-- Records for this exercise --
....
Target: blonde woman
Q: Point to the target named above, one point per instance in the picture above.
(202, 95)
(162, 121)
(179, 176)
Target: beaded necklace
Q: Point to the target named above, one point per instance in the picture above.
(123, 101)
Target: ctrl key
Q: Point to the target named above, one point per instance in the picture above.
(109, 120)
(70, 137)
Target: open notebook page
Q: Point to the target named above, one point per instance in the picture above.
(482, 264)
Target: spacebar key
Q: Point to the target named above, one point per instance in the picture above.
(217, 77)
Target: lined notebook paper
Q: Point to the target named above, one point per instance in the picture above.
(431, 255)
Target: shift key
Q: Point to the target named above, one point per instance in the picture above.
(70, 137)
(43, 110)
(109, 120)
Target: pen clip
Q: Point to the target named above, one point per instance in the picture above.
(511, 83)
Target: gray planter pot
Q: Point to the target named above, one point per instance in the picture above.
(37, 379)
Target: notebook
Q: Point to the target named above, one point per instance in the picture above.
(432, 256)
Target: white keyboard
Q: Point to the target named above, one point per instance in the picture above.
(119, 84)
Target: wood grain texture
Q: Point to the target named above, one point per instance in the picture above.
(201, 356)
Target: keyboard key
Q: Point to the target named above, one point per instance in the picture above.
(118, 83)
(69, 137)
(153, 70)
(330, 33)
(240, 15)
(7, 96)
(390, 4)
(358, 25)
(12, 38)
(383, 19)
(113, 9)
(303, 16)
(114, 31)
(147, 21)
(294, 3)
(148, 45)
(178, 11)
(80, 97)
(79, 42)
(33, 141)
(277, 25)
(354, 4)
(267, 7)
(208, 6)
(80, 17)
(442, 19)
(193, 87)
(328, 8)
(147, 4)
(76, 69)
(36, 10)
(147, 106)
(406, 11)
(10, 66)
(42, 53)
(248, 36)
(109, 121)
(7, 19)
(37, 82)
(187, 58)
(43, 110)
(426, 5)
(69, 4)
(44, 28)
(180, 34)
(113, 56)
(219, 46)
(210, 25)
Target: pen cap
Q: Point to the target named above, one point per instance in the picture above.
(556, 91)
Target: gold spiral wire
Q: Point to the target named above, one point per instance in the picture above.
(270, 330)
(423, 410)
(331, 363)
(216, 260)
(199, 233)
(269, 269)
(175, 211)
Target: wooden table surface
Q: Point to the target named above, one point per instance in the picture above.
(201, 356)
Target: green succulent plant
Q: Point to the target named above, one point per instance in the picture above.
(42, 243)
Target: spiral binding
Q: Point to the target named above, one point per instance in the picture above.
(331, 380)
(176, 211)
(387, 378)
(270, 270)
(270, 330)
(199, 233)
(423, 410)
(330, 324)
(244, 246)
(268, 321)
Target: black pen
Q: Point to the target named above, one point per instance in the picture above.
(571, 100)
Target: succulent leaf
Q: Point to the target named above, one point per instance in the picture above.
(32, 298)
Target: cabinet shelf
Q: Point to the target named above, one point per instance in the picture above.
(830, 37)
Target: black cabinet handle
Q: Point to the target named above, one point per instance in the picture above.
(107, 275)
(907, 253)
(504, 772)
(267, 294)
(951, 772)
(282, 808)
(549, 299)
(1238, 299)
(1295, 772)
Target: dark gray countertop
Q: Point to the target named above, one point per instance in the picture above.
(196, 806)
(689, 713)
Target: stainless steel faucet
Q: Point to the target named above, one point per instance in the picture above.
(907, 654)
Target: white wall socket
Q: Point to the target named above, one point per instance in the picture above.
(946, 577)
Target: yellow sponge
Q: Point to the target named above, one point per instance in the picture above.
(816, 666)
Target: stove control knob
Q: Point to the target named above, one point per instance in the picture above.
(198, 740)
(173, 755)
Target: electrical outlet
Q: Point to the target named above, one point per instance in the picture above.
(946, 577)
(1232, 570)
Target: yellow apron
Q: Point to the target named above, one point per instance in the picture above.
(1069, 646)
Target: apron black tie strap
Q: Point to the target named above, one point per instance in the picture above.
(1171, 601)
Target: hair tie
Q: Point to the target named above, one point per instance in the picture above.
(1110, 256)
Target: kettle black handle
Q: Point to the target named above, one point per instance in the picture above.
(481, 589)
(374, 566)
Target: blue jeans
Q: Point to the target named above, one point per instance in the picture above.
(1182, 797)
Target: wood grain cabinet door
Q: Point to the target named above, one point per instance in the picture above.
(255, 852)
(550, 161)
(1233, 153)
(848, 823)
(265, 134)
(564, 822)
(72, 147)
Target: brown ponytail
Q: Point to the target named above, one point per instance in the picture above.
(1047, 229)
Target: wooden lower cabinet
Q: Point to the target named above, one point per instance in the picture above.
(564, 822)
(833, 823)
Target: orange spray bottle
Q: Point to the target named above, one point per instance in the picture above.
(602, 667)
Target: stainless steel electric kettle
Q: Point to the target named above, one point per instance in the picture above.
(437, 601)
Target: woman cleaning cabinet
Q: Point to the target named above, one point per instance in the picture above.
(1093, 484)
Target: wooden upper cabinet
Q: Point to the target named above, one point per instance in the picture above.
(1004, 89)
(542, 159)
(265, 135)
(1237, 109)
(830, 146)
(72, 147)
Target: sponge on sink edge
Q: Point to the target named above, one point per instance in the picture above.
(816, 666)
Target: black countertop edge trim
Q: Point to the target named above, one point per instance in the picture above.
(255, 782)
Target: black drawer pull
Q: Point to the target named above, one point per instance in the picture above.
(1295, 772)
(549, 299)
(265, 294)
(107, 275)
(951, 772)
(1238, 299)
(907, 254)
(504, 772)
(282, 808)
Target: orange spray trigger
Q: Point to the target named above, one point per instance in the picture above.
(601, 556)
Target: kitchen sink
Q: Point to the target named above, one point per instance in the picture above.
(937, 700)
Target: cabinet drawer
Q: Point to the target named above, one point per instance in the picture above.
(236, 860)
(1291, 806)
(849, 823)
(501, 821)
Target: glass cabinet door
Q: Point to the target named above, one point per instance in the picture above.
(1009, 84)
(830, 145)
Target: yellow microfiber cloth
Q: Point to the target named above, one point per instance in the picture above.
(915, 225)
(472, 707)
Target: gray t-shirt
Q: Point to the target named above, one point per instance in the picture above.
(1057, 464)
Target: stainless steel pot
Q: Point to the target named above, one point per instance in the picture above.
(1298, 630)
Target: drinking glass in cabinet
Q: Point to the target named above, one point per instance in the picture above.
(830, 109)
....
-- About this task --
Print all of the entries exactly as they are written.

-- Expected answer --
Target: blonde woman
Q: Point to the target named above, one point per instance in the picture above.
(202, 95)
(162, 121)
(179, 176)
Target: beaded necklace
Q: Point to the target named above, one point per instance in the picture above.
(123, 101)
Target: ctrl key
Q: Point to the target named above, one point per instance in the picture above.
(109, 120)
(70, 137)
Target: open notebook page
Q: Point to the target named above, one point per instance in the picture above.
(482, 264)
Target: spacebar key
Q: Point to the target named above, one point per instance in the picture above.
(217, 77)
Target: lined notebook paper
Q: Point to the target named above, one point per instance in the picture above.
(431, 255)
Target: shift key
Q: Point to the target named above, one point per instance in the picture above.
(70, 137)
(43, 110)
(109, 120)
Target: pen clip
Q: Point to the target named above, one point per instance in the picture above.
(511, 83)
Target: gray planter pot
Q: Point to the target named above, one point per instance in the picture above.
(37, 379)
Target: notebook
Q: Point to the target named above, one point per instance in the picture above.
(432, 256)
Target: white keyboard
Q: Point to the target named above, one point per instance in the picture above.
(119, 84)
Target: wood grain texture
Q: Point to the target named above, one point per instance in the picture above.
(201, 356)
Target: keyboard key
Q: Point to the target named above, one point per instance in the picture above.
(118, 83)
(69, 137)
(153, 70)
(330, 33)
(240, 15)
(7, 96)
(390, 4)
(358, 25)
(12, 38)
(383, 19)
(113, 9)
(303, 16)
(114, 31)
(147, 21)
(294, 3)
(148, 45)
(178, 11)
(80, 97)
(79, 42)
(33, 141)
(277, 25)
(354, 4)
(267, 7)
(208, 6)
(80, 17)
(442, 19)
(193, 87)
(328, 8)
(147, 4)
(76, 69)
(36, 10)
(147, 106)
(406, 11)
(10, 66)
(42, 53)
(248, 36)
(109, 121)
(7, 19)
(37, 82)
(187, 58)
(43, 110)
(426, 5)
(69, 4)
(44, 28)
(180, 34)
(113, 56)
(219, 46)
(210, 25)
Target: pen cap
Q: Point to the target named above, one point per instance in the picture above.
(556, 91)
Target: gold spiral wire
Q: Point to the target named above, one point per instance in the picture above.
(270, 330)
(423, 410)
(331, 363)
(216, 260)
(199, 233)
(269, 269)
(175, 211)
Target: wooden table surface
Q: Point to the target named above, one point per instance in the picture above.
(201, 356)
Target: green succulent plant
Q: Point to the target named above, one point per instance in the picture above.
(42, 243)
Target: spiral binding
Q: Point to the target named above, one point per instance in the picture above.
(331, 380)
(176, 211)
(387, 378)
(270, 270)
(270, 330)
(199, 233)
(423, 410)
(330, 324)
(244, 246)
(268, 321)
Target: black pen
Q: Point to the target named above, one point per instance in the picture above.
(571, 100)
Target: succulent leaf
Q: Point to the target named above, one point per instance in the picture above.
(32, 298)
Target: cabinet shelf
Q: Point to the target named above, one point per instance in the picture above.
(830, 37)
Target: black cabinet handle
Q: Point to the target named above, one point per instance in the picture above.
(107, 275)
(907, 253)
(504, 772)
(267, 294)
(951, 772)
(282, 808)
(549, 299)
(1238, 299)
(1295, 772)
Target: dark gray countertop
Q: Point to the target named above, one point per instance in the picture above.
(196, 806)
(689, 713)
Target: stainless steel faucet
Q: Point to the target named above, one point per instance in the picture above.
(907, 654)
Target: white wall socket
Q: Point to the target named above, one point per instance in the picture above.
(946, 577)
Target: yellow sponge
Q: Point to the target named above, one point per instance in the picture above.
(816, 666)
Target: stove control knob
Q: Point to the target named above, one point per instance in the picture above.
(198, 740)
(173, 755)
Target: electrical outlet
Q: Point to the target named above, one point per instance in the picture above.
(946, 577)
(1232, 570)
Target: yellow apron
Q: Point to the target named above, one point per instance in the picture above.
(1069, 646)
Target: apron black tie strap
Q: Point to the target named above, one point per instance in the picture above.
(1171, 601)
Target: hair tie
Q: Point to the target named above, one point per instance in the picture above.
(1110, 256)
Target: kettle black handle
Q: Point to the target named above, one point per instance in the picture above.
(481, 589)
(374, 566)
Target: blue jeans
Q: Point to the target named above, one point per instance in the picture above.
(1182, 797)
Target: wood grain cabinet door
Q: Point to the target named above, one point per instance in the picture above.
(255, 852)
(550, 161)
(1233, 153)
(848, 823)
(265, 134)
(564, 822)
(72, 147)
Target: brown ponytail
Q: Point to the target named above, one point per instance in the picture above.
(1047, 229)
Target: wooden lower cabinet
Q: Point to the target named above, one point per instance in the picture above.
(564, 822)
(833, 823)
Target: orange spray bottle
Q: Point to the target named above, one point per instance in the picture above.
(602, 667)
Target: stainless steel electric kettle
Q: Point to the target named above, one point per instance in the picture above.
(437, 601)
Target: woman cleaning cabinet
Q: Point to the target named above, one point per instance in the picture above.
(1093, 484)
Target: wooden upper cabinet
Q: Point to the target named above, one point per instance in the picture above.
(1004, 89)
(542, 159)
(265, 135)
(1237, 109)
(830, 146)
(72, 147)
Target: sponge on sink edge
Q: Point to the target named above, one point per instance in the picture above.
(816, 666)
Target: black countertop edge trim
Q: Point to the target named above, one point per instance in the picture above.
(255, 782)
Target: black drawer pull
Q: Point to the target named above, one point per instance in the picture above.
(1295, 772)
(549, 299)
(265, 294)
(107, 275)
(951, 772)
(1238, 299)
(907, 254)
(504, 772)
(282, 808)
Target: orange spray trigger
Q: Point to the target named above, one point per instance in the picture above.
(601, 556)
Target: kitchen sink
Q: Point to the target named above, one point per instance in the picture above.
(937, 700)
Target: cabinet drawer
Q: Point to the target named above, one point per instance in the picture above.
(236, 860)
(1291, 806)
(849, 823)
(501, 821)
Target: glass cabinet door
Q: Point to the target named above, one point per instance in the picture above.
(1009, 84)
(830, 145)
Target: yellow microfiber cloth
Q: Point to the target named above, one point per instance in the picture above.
(915, 225)
(472, 707)
Target: gray t-shirt
Q: Point to the target named above, one point per instance in the picture above.
(1057, 464)
Target: stainless steel pot
Q: Point to the target named above, one point per instance in the picture above.
(1298, 630)
Target: drinking glass in cabinet
Q: Point to the target named above, one point per instance in the picture above.
(830, 109)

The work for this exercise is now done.